##### PASSAGE GIVEN #####

The individual dressage competition of the equestrian events at the 2015 Pan American Games took place July 11–14 at the Caledon Equestrian Park.

The first round of the individual dressage competition was the  FEI Prix St. Georges Test. The Prix St. Georges Test consists of a battery of required movements that each rider and horse pair performs. Five judges evaluate the pair, giving marks between 0 and 10 for each element. The judges' scores are averaged to give a final score for the pair.

The top 25 individual competitors in that round advanced to the individual-only competitions, though each nation is limited to three pairs advancing. This second round consisted of an Intermediare I Test, which is a higher degree of difficulty. The 15 best pairs in the Intermediare I Test advance to the final round. That round consists of, the Intermediare I Freestyle Test, competitors designe their own choreography set to music. Judges in that round evaluate the artistic merit of the performance and music as well as the technical aspects of the dressage. Final scores are based on the average of the Freestyle and Intermediare I Test results.

#####

» EXERCISE DESCRIPTION: Write what comes next in the passage on individual dressage at the 2015 Pan American Games, starting after its last sentence.

##### INFORMATION PROVIDED #####

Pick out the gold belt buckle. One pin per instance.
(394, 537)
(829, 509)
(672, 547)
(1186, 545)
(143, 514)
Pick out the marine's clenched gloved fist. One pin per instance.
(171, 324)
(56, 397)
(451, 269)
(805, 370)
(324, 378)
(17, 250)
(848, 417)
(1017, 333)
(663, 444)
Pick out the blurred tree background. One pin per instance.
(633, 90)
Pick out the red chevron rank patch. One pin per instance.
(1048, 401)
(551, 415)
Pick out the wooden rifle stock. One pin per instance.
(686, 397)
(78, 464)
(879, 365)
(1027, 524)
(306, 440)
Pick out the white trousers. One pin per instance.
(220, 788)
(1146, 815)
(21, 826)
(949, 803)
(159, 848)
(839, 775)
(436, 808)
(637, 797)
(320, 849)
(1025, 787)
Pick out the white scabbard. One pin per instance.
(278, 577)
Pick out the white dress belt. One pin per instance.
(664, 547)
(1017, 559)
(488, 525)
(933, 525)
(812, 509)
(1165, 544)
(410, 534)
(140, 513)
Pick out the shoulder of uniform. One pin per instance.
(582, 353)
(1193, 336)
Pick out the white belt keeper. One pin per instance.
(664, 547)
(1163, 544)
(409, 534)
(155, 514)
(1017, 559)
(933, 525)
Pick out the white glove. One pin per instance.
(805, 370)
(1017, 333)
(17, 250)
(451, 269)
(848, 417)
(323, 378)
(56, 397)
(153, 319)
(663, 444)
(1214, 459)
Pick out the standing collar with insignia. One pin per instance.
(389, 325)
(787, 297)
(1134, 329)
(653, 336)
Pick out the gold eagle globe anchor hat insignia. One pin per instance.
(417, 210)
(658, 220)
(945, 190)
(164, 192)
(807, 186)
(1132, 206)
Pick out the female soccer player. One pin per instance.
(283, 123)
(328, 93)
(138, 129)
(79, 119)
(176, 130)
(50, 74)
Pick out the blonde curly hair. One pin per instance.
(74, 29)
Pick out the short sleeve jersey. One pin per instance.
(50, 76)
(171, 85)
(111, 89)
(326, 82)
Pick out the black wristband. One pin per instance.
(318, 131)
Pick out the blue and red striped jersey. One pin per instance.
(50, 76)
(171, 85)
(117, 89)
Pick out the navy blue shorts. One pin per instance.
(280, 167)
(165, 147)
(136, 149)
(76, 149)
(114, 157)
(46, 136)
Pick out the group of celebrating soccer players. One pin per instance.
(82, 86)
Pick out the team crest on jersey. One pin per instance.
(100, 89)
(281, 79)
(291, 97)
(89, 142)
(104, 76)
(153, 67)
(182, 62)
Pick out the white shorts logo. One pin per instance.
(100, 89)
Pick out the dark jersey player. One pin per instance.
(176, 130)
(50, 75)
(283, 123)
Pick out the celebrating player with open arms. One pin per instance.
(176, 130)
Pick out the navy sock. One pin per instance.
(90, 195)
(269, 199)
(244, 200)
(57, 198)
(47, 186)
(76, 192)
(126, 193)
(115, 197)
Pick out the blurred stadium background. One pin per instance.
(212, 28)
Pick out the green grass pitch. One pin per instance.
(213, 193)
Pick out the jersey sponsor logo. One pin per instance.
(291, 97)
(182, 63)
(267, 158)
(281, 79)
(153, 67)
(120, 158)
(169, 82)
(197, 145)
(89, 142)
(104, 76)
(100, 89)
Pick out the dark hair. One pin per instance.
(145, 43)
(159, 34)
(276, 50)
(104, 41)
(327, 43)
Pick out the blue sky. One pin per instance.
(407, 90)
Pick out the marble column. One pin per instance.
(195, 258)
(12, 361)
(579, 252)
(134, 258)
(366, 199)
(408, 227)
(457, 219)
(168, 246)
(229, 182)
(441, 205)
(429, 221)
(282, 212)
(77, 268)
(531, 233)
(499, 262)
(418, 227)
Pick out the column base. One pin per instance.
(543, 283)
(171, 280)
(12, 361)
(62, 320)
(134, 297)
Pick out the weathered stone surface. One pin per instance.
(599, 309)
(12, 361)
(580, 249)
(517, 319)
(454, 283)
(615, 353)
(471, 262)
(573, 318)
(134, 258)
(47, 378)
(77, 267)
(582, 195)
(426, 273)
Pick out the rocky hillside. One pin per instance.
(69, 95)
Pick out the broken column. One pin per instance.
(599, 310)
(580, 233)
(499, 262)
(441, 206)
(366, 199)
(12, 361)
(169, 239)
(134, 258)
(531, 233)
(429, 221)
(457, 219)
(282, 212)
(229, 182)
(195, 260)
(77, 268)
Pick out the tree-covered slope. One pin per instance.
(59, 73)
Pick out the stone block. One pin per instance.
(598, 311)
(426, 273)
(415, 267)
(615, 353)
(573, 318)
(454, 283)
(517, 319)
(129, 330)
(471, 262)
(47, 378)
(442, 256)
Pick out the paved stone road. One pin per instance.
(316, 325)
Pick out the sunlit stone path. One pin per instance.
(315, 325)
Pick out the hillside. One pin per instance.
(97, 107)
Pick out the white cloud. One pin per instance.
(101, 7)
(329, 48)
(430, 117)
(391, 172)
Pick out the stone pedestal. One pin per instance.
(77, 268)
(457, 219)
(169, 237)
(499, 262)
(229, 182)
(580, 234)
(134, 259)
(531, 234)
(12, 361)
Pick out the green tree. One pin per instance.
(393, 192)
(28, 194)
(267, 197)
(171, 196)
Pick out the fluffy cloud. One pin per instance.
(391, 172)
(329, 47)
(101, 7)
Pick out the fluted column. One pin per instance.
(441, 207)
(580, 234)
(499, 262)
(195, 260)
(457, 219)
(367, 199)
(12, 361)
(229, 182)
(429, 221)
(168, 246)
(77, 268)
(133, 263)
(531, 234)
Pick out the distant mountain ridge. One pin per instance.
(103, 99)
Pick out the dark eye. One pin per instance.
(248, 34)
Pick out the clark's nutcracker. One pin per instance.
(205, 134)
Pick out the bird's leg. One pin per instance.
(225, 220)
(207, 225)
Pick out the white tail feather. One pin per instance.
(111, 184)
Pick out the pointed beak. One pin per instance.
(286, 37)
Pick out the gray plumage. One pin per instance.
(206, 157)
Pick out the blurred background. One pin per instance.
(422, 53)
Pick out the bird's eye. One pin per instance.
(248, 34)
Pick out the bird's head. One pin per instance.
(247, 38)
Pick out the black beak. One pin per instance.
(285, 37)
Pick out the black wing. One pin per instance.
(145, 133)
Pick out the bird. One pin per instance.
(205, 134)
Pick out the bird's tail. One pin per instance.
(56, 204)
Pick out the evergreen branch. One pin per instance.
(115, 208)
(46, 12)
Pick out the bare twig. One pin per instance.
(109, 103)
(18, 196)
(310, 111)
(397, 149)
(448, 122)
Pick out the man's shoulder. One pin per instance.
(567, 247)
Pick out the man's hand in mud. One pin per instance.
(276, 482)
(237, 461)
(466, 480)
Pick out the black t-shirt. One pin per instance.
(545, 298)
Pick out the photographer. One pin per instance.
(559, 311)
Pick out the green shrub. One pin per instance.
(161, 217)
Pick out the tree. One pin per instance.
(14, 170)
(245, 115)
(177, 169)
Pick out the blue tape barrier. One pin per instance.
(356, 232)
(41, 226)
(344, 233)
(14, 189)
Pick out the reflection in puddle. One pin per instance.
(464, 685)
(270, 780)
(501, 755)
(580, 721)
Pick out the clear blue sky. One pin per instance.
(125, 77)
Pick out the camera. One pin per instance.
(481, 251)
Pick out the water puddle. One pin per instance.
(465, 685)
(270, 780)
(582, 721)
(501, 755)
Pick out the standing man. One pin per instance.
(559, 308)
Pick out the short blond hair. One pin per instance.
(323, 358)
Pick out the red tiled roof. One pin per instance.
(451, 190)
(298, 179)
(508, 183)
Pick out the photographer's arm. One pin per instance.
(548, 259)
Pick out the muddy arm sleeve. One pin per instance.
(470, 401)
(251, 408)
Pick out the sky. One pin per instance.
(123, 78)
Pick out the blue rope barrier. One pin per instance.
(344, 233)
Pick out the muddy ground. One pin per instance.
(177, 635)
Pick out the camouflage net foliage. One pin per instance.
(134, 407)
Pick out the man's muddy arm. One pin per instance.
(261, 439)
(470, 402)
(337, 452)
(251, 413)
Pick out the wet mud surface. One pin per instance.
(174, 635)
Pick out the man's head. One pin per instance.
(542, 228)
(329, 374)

#####

» EXPECTED OUTPUT:
The top team not already qualified in the dressage team events qualified for the 2016 Summer Olympics in Rio de Janeiro, Brazil, along with the top two placed teams (not already qualified) in the show jumping competition. In the individual dressage competition, the top nation (not qualified in the team event) in groups IV and V will each qualify one quota. The top six athletes (not qualified in the team event) will also qualify for the show jumping competition.

Schedule
All times are Central Standard Time (UTC-6).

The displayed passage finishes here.